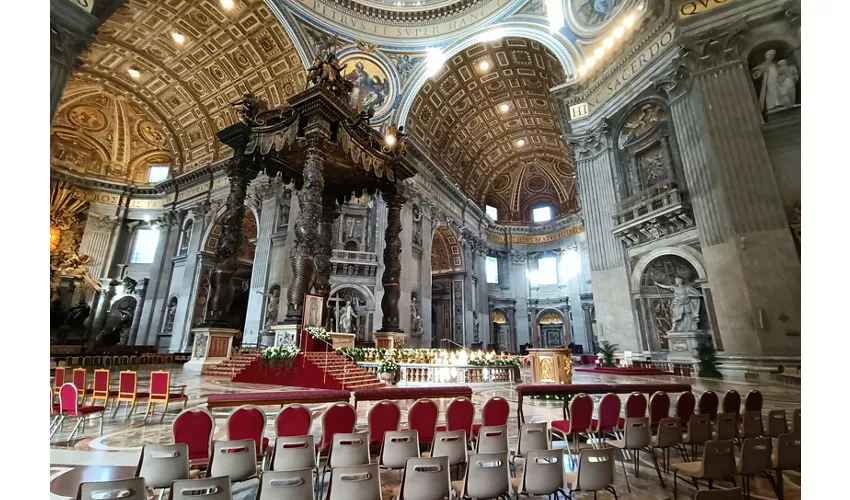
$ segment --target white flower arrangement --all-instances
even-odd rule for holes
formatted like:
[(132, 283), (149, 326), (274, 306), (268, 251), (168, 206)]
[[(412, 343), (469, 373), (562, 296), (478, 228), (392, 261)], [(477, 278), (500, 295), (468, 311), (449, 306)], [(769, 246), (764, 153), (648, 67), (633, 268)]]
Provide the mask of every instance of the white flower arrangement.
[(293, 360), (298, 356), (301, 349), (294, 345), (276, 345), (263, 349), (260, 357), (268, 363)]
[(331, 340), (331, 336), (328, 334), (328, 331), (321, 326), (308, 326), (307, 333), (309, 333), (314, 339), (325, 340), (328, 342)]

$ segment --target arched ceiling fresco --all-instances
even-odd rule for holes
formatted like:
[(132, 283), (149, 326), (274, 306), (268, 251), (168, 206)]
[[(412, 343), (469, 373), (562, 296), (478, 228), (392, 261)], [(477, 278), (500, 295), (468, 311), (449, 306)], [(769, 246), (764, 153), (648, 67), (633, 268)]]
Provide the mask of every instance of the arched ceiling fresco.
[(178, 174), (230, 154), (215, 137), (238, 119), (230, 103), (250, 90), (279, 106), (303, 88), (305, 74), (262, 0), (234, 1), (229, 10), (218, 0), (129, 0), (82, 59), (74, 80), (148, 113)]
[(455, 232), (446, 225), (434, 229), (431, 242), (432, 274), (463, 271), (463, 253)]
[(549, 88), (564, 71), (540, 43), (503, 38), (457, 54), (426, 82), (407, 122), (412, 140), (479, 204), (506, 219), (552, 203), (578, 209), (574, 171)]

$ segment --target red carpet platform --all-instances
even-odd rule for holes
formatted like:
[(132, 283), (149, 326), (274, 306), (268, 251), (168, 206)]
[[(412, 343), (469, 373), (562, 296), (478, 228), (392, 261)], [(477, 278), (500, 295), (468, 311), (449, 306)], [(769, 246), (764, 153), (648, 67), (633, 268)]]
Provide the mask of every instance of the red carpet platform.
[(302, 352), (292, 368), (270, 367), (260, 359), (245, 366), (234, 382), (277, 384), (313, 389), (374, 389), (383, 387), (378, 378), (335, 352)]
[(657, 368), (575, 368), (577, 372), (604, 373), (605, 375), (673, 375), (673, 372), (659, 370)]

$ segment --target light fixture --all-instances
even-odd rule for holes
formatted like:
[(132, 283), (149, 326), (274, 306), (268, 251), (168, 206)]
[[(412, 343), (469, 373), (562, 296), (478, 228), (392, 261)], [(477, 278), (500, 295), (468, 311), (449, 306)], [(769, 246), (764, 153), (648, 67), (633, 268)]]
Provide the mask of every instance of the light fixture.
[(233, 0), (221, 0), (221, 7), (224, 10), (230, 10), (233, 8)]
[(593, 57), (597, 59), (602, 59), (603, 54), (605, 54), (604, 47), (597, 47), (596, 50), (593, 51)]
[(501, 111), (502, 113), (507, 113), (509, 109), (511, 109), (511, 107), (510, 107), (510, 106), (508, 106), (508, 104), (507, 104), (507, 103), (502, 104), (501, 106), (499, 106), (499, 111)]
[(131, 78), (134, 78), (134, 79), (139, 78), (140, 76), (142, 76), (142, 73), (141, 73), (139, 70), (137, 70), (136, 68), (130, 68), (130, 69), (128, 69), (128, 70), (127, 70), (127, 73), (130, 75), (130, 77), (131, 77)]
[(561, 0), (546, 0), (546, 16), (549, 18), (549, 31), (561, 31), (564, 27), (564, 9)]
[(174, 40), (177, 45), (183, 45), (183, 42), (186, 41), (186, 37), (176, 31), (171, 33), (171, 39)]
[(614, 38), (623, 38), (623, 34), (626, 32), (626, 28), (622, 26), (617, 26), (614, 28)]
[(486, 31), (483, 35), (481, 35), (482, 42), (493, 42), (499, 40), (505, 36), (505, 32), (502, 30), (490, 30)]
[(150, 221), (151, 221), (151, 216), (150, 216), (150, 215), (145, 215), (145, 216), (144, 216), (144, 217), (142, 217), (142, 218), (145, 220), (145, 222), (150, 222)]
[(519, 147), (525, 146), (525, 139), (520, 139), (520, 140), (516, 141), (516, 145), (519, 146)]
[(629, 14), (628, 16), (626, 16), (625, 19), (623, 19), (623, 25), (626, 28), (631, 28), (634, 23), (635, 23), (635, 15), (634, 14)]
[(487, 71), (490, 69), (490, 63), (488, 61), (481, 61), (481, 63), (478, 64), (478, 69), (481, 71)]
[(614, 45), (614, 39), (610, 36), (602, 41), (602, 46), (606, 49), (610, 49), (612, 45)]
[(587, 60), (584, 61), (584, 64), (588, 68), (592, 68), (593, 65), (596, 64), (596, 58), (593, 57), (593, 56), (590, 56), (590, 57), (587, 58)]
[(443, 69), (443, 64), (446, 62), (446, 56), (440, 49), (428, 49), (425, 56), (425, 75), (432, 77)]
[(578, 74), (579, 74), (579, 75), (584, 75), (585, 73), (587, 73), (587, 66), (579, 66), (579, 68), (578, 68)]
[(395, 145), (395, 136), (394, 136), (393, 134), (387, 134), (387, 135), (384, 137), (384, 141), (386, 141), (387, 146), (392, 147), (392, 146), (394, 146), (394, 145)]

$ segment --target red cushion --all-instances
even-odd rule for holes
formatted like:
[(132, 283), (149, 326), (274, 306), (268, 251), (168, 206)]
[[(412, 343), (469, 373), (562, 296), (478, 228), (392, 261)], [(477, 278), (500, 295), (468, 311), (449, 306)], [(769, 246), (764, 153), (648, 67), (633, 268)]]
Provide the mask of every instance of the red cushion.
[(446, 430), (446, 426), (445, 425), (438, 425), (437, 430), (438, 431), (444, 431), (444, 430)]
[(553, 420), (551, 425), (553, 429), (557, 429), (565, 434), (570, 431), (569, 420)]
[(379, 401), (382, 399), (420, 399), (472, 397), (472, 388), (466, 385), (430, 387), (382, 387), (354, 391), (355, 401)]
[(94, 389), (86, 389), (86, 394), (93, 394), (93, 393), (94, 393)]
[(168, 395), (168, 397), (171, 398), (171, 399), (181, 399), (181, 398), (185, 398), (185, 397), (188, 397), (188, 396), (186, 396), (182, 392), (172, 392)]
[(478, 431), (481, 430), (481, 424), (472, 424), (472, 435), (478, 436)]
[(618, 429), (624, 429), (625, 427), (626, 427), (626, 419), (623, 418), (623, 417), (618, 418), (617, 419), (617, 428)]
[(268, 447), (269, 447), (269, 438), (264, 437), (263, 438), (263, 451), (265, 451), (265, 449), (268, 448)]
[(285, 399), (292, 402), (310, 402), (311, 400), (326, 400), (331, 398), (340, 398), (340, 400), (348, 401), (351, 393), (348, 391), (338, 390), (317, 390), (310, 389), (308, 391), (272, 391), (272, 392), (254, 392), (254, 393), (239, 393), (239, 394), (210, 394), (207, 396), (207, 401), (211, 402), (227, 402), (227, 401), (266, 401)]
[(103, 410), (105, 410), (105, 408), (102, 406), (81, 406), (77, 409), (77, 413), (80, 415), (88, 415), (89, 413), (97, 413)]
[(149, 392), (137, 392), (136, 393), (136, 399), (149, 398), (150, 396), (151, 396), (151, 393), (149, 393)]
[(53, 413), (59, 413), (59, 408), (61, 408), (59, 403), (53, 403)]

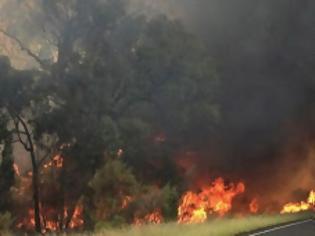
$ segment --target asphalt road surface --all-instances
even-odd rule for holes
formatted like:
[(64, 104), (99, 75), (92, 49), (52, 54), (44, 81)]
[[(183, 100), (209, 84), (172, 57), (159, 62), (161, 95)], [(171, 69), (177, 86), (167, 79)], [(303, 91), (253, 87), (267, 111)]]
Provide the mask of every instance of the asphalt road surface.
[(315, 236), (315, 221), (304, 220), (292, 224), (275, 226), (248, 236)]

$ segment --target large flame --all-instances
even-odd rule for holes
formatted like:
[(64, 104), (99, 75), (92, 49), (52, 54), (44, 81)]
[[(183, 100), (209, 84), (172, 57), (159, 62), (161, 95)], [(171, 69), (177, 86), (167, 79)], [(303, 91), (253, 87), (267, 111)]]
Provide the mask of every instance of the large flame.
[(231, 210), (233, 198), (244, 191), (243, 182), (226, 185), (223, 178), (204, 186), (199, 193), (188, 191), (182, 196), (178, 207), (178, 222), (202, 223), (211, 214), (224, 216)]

^^^^^^^^^^^^^^^^

Task goal =
Lines with the word "segment" in them should be copied from the preceding records.

Response to this exercise =
$ segment --target white flower arrangement --all-instances
$ segment --target arched ceiling fresco --all-instances
$ segment --target red carpet platform --all-instances
$ segment --target light fixture --all-instances
$ segment --target red cushion --all-instances
$ segment --target asphalt road surface --all-instances
$ segment --target large flame --all-instances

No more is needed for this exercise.